次の1.から3.の記述が「お互いさま」の文章と合っているかを判断し、それぞれ「はい」か「いいえ」で答え、決め手となる文章の言葉をそのまま引用すること。
1. 妹が学校でたばこを先生に見つかったのは中学生の時だった。
2. 父が病室でけんかした相手は病院のスタッフだった。
3. 妹は6人のスタッフに囲まれて涙したという。

(ページ抜粋):

▬▬▬

お互いさま

2008年10月21日 日常
妹は、中学生の時、学校でたばこを持っているのを先生に見つかって、職員室に連れて行かれました。職員室で妹はだんまりを通しました。彼女はうんと小さい時分から黙っていることが得意でしたから、年を重ねて14才にもなった妹の沈黙は、相当かたくなだったと思います。新宿から父が学校へとすっ飛んで来たのは、おひさまもとうに暮れてから。「どうなんだ、たばこなんか持ってておまえはたばこを吸っているのか!?いないのか!?」。父がそのいやな陣形に加わってから、先生方の尋問も勢いを増し、何か言わなきゃ帰さないぞという気迫に誰もがみんな満ちています。星も輝く時間になってようやく妹はひとこと発しました「たばこは吸っていない、ただ吹かしただけ」。

昨日父が病室でとなりのベッドのイハラさんとけんかしました。イハラさんは眉の上にひっかき傷を負い、病院サイドは「そろそろ真剣に出て行ってくださいな」という構えに入りました。妹は即刻呼び出され、担当医とリハビリ訓練士、師長などなど総勢6人のスタッフに囲まれ涙したそうです。イハラさんにも頭を下げに行った。

わたしも幾度も父さんに「お返し」していくだろうと確信しています。ピンク色が大好きで、いつもピンク色の服を着ていたニシカワくんと一緒に補導されたとき、父は東京駅に迎えに来てくれましたし、嗚呼あのときもそのときも、父は頭を下げてくれました。さっき電話で弟にも心当たりを尋ねたところ、いくつもの事件をおもしろおかしく披露してくれ、妙にふたりは納得したものです。めぐりめぐる命や役割や順番のことを、身をもって理解していく道の途中です。わたしたちきょうだいは39才と36才と34才で、みんなだいぶ白髪も生えているのですが、感覚的にはまだまだ子どもの頃と変わらず、歩いているとき足を引っかけようとしたり、弟や妹の好きなおかずを箸で盗み取って食べて怒らせたり、内輪ネタで大笑いしたりしてきたけれど、やっぱり、そう、今、わたしたちの番がやってきているのでした。

「お互いさま」の勉強をしています。

▬▬▬

(提供資料):
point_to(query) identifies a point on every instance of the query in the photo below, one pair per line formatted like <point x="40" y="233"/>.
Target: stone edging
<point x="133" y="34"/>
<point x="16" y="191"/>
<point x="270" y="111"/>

▬▬▬

(演習の出力):
1. はい。「妹は、中学生の時、学校でたばこを持っているのを先生に見つかって」
2. いいえ。「昨日父が病室でとなりのベッドのイハラさんとけんかしました」
3. はい。「総勢6人のスタッフに囲まれ涙したそうです」